_Work to do_
Rename "training set" to "dataset" in the lines starting at the one containing "the grass verge" and ending at the one containing "xmin=15 ymin=44 xmax=61 ymax=52", and output only those lines with all other text unchanged.

_Data provided_
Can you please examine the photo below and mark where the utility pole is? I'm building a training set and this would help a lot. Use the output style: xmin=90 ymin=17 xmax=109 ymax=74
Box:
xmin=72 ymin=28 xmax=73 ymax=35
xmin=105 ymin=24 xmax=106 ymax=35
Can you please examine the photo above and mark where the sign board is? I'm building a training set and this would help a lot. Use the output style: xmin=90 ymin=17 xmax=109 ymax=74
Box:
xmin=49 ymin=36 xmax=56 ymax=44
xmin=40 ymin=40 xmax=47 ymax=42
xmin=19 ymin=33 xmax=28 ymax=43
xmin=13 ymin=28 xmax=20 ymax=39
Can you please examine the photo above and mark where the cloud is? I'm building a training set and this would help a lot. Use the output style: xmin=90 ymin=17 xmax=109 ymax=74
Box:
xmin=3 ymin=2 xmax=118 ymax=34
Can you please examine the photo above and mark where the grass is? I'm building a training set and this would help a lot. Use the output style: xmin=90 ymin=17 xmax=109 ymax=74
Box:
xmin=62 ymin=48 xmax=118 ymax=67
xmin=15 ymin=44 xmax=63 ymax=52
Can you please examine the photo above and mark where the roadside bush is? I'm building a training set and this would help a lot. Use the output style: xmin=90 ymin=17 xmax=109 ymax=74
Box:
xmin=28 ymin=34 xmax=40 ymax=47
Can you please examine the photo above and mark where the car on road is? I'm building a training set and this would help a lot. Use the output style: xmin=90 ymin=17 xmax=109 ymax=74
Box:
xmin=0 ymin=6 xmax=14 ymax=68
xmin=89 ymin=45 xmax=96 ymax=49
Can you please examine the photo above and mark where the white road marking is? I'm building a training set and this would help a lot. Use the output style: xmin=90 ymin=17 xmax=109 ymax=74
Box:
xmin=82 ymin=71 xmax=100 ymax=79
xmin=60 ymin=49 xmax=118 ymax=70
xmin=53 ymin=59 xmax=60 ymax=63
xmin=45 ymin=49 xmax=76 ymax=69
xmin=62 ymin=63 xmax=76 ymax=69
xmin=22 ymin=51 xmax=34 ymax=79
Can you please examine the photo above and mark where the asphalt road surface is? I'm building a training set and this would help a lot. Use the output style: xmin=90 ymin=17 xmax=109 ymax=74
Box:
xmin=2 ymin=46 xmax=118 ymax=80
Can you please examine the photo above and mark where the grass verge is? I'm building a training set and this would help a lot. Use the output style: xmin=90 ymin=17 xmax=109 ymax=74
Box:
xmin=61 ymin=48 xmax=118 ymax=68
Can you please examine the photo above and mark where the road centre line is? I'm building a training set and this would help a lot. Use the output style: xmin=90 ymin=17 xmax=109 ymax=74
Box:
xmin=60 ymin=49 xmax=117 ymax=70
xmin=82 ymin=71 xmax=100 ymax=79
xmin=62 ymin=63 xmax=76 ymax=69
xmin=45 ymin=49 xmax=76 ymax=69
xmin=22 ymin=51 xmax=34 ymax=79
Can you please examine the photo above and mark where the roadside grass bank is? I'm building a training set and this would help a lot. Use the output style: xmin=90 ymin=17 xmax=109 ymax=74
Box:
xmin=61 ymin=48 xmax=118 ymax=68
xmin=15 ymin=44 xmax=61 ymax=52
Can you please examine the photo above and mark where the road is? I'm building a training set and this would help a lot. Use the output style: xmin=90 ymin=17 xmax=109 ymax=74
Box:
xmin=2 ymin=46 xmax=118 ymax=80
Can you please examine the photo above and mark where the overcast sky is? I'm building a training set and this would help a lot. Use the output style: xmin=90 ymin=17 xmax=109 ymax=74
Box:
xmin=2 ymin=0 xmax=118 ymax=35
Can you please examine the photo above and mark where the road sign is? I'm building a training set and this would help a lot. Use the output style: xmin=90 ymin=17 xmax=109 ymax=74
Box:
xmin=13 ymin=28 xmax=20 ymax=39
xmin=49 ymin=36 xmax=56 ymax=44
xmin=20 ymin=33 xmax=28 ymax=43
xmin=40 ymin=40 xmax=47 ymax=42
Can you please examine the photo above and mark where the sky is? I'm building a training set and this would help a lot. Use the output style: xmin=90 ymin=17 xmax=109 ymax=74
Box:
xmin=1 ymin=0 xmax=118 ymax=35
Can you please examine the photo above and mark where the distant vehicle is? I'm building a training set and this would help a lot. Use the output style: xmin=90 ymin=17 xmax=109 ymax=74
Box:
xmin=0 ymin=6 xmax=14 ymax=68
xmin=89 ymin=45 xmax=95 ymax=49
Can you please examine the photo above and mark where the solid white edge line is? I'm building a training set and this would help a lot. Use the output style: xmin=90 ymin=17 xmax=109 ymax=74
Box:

_The solution_
Can you please examine the photo above and mark where the grass verge is? I'm building a dataset and this would help a lot. Use the output style: xmin=90 ymin=17 xmax=109 ymax=74
Box:
xmin=61 ymin=48 xmax=118 ymax=68
Can you please examine the photo above and mark where the road centre line is? I'm building a dataset and this would help a lot. Use the output style: xmin=90 ymin=17 xmax=109 ymax=74
Box:
xmin=60 ymin=49 xmax=117 ymax=70
xmin=82 ymin=71 xmax=100 ymax=79
xmin=62 ymin=63 xmax=76 ymax=69
xmin=45 ymin=49 xmax=76 ymax=69
xmin=22 ymin=51 xmax=34 ymax=79
Can you please examine the photo above and mark where the roadside grass bank is? I'm building a dataset and this would help a lot. Use the output style: xmin=90 ymin=17 xmax=109 ymax=74
Box:
xmin=61 ymin=48 xmax=118 ymax=68
xmin=15 ymin=44 xmax=61 ymax=52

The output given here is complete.